**TO DO**:
(a) In the case study on ethical dilemmas in health care, when does a utilitarian consider an act to be good?
(b) In the case study on ethical dilemmas in health care, rewrite the passage from "In such a case, the" up to and including "motive? (Richard, 1979)", substituting "the patient" for "Mr. Zel".
(c) Carry on the case study on ethical dilemmas in health care past its final sentence.

**SELECTED EXCERPT**:
────────────────

This case study shows how ethical dilemmas are encountered in the health care. In most cases the dilemma results when one is trying to balance all the principles or when one is trying to apply one or two principles in expense of other principle. They also result due to different beliefs of the parties involved. (Wenning & Shlomo 2000)

In such a case, the principles of the Kantian ethics theory can be applied here in the bid to solve the dilemma. Since nothing is intrinsically good, whatever is good is a good will or motive. I will be guided by the good motive of respecting the wishes of Mr. Zel and ensuring that he has a meaningful and quality life but not a frustrated and quantitative life. What benefit is there in giving someone some stuff he does not value. Even if you give it and the person lives forever, he will never be happy in this live. You are supposed to ensure that a person lives life in its fullest even if he lives for a single day. Isn’t this a good motive? (Richard, 1979)

The utilitarian may argue that an act is good if it brings about more goodness than the evil or bad consequences. One may argue that removing these nasal pipes from feeding and giving him regular food would bring some more evil than good. This is because of course if the doctors prescription is followed Zel would live longer than if his autonomy is respected and in this way he will live longer than if he continued eating the regular or normal food. This is qualified to be a good action because life is better than death. (Richard, 1979)

────────────────

**EXCERPTED RECORDS**:

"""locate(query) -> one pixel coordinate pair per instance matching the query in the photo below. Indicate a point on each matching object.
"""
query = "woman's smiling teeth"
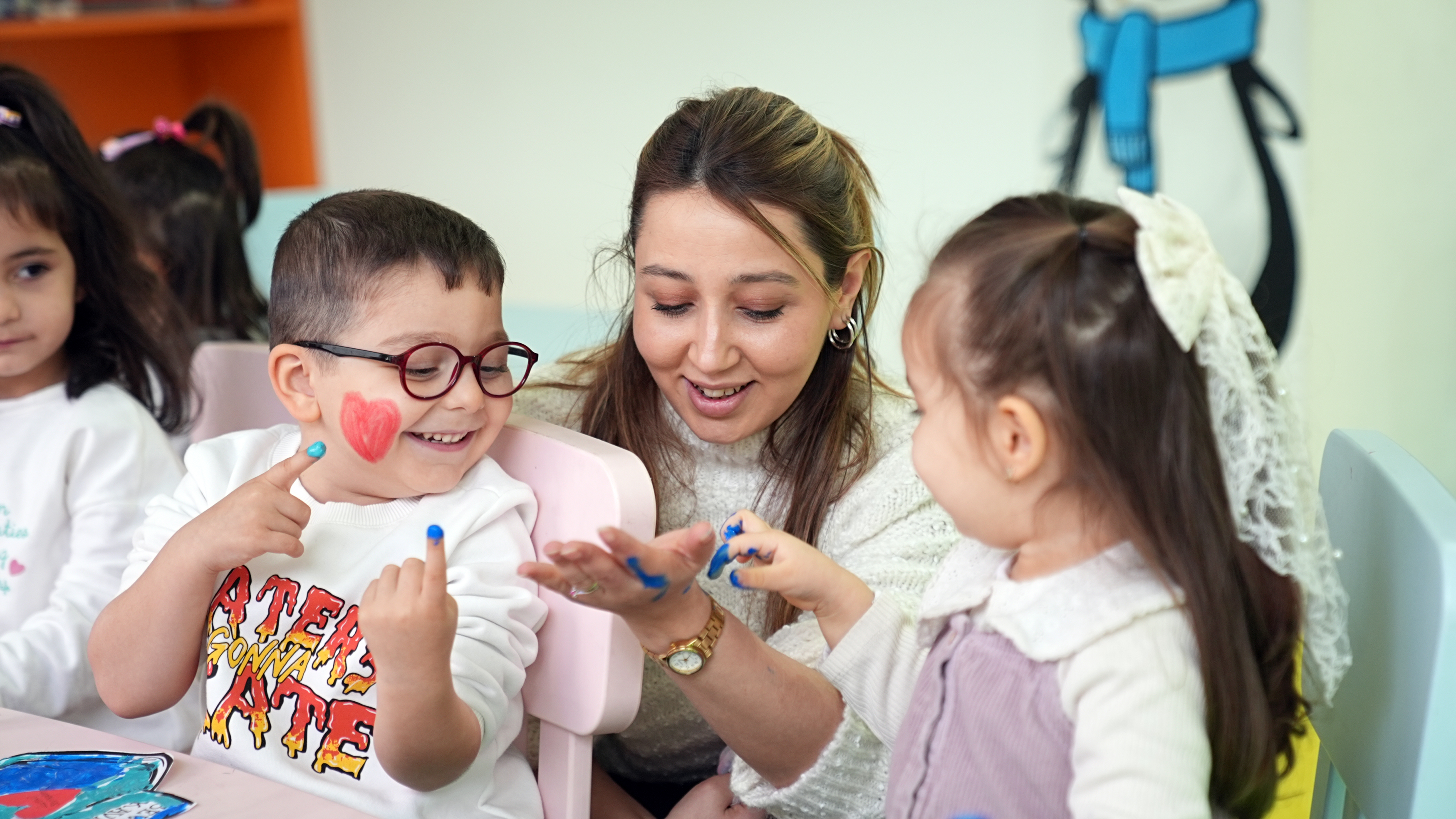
(720, 392)
(442, 438)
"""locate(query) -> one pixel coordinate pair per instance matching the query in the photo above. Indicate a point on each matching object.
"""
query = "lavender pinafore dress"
(992, 740)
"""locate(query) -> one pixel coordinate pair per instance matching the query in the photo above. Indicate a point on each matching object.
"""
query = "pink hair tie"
(162, 129)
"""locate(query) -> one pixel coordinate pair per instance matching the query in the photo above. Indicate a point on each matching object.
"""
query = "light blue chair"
(1388, 744)
(551, 331)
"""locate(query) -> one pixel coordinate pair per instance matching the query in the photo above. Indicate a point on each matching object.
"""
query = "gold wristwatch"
(689, 656)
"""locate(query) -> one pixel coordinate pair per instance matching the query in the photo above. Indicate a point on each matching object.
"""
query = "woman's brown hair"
(750, 148)
(1045, 293)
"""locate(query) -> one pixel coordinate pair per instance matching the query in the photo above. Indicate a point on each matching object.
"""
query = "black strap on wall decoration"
(1273, 293)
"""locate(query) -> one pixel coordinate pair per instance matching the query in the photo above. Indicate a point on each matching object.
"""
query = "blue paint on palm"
(649, 581)
(721, 558)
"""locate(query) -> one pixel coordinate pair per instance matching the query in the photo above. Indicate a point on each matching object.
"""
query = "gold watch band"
(702, 645)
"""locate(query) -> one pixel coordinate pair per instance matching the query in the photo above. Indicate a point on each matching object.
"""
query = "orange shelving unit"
(119, 70)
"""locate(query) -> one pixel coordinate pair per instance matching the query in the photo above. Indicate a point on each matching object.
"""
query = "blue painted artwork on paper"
(87, 786)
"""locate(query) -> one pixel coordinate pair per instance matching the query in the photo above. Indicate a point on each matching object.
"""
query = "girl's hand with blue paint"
(807, 578)
(653, 586)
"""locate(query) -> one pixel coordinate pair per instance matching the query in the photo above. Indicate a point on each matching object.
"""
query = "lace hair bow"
(162, 129)
(1266, 464)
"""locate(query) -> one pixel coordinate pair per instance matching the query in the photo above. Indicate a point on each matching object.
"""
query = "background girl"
(1101, 410)
(92, 371)
(190, 212)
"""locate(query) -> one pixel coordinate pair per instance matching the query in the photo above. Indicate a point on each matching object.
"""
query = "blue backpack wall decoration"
(1124, 56)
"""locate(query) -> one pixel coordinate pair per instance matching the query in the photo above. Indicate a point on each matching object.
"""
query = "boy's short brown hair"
(343, 248)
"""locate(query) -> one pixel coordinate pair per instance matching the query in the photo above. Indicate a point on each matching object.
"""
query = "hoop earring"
(851, 328)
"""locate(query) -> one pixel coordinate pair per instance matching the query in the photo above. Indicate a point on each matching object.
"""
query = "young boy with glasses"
(332, 658)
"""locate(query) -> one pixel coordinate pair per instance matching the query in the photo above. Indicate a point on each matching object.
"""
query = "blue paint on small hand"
(721, 558)
(649, 581)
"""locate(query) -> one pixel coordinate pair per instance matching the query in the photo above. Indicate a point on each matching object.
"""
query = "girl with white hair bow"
(1145, 551)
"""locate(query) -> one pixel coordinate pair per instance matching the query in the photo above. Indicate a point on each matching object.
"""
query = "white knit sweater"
(887, 529)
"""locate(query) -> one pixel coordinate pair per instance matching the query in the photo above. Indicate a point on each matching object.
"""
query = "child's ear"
(1018, 438)
(292, 374)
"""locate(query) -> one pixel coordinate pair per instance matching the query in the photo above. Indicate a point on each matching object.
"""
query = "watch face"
(685, 662)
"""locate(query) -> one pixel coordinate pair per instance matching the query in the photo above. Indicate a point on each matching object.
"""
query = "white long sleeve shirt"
(289, 678)
(1126, 661)
(75, 477)
(887, 529)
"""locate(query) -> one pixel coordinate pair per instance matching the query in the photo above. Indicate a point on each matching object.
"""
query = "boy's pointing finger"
(287, 471)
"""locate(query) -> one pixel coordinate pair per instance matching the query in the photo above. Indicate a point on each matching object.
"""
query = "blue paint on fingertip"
(649, 581)
(721, 558)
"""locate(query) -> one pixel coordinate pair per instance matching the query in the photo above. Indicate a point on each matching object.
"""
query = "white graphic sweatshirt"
(289, 678)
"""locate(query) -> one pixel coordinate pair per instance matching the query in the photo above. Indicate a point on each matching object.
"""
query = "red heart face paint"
(369, 426)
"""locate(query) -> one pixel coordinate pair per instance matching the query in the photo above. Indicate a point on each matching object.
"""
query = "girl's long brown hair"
(1046, 292)
(127, 328)
(750, 148)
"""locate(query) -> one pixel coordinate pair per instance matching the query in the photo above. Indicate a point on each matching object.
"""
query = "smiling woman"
(742, 378)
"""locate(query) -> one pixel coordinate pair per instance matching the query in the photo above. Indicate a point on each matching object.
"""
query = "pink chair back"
(587, 678)
(233, 391)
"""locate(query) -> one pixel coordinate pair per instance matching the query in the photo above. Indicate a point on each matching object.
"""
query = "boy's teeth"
(718, 392)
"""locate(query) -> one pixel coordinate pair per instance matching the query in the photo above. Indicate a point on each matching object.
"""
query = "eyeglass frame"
(398, 360)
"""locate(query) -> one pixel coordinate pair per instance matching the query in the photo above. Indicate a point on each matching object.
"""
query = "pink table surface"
(216, 792)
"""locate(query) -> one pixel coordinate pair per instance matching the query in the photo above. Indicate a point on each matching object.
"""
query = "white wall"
(529, 117)
(1382, 225)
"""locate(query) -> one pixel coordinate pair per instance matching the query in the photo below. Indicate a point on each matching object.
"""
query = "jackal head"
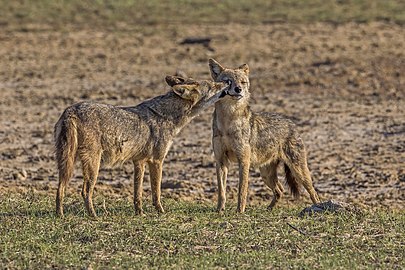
(200, 94)
(237, 79)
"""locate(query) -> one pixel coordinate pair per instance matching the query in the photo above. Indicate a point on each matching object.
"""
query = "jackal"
(254, 139)
(96, 133)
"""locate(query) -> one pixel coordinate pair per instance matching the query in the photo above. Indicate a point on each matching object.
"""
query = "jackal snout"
(237, 80)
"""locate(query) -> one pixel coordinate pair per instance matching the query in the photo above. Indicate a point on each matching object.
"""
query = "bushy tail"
(66, 149)
(291, 182)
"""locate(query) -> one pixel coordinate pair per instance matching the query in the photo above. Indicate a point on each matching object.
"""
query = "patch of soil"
(342, 84)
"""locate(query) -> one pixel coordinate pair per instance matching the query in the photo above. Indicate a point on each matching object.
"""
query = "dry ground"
(344, 86)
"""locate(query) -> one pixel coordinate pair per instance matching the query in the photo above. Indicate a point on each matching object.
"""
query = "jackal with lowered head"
(254, 139)
(96, 133)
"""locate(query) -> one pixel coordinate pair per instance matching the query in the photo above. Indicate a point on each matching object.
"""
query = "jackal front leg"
(244, 164)
(222, 172)
(155, 170)
(139, 169)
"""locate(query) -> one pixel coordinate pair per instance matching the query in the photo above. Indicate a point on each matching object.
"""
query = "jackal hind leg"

────────────────

**ANSWERS PER TASK**:
(a) When it brings about more goodness than evil or bad consequences.

(b)
In such a case, the principles of the Kantian ethics theory can be applied here in the bid to solve the dilemma. Since nothing is intrinsically good, whatever is good is a good will or motive. I will be guided by the good motive of respecting the wishes of the patient and ensuring that he has a meaningful and quality life but not a frustrated and quantitative life. What benefit is there in giving someone some stuff he does not value. Even if you give it and the person lives forever, he will never be happy in this live. You are supposed to ensure that a person lives life in its fullest even if he lives for a single day. Isn’t this a good motive? (Richard, 1979)

(c)
Life is indeed better than death. But we should also remember that happiness is better than suffering. Besides who says that Zel must die if he takes regular food? And who said that there is nothing else that can be done to prolong his life while he is still taking the regular food. One should not limit himself to one option especially if the option brings about suffering to the subjects in questions. The theory by Kent explains that the actions done should be an end by themselves but not a means to an end. By trying to impose unwanted foods to Zel, the physician will only be trying to find a way of holding on to the principle of beneficence to end criticism which is not necessary. (Richard, 1979)


Ethical dilemmas are real. Many people have found themselves fighting within their hearts, trying to decide which principle to follow and which one to ignore. Some times it becomes hard to balance all of the principles to s satisfaction. What ever dilemma, the ethical theories can be used to give an insight for a way out.

Reference list

Constance, W. (2006). An ethical dilemma involving a shy-drager patient: a case study. Journal of Neuroscience Nursing, (Neurosciences research), 46, 15-16.

Edge, R., & Groves, J. (2005). Autonomy vs. paternalism: A contest between virtues. In C. L. Esperti (Ed.), Ethics of health care: A guide for clinical practice (3rd ed., rev., pp. 143 -166). Clifton Park, NY: Thomson Delmar Learning.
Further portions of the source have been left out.